--- Given problem ---
Show each line of the listing below that contains the word "small".

------ Information given ------

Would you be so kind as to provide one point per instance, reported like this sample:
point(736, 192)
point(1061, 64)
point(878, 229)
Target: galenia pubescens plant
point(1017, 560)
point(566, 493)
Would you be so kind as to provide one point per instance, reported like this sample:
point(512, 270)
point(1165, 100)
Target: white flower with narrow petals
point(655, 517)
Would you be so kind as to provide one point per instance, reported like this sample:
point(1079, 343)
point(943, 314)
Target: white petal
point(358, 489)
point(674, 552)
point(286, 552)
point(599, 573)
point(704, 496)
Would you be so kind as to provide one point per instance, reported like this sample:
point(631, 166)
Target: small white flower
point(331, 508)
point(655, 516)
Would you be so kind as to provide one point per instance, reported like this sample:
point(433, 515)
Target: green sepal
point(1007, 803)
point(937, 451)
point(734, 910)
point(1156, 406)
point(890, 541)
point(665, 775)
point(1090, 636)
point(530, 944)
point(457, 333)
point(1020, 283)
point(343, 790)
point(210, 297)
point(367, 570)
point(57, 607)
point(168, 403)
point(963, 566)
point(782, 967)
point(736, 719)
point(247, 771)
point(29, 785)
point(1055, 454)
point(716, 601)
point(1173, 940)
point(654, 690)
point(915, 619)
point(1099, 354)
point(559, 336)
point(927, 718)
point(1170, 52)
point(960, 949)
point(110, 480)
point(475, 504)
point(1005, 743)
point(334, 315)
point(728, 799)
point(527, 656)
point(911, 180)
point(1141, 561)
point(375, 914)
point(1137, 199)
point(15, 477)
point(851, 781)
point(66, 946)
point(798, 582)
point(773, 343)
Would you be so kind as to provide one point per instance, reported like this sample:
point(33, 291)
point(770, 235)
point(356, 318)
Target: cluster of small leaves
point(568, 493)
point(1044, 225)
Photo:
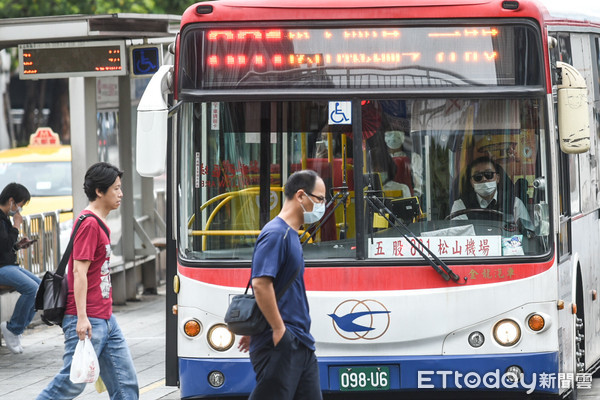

------

--- Answer to this problem ---
Target: small white flower
Target: cluster of small leaves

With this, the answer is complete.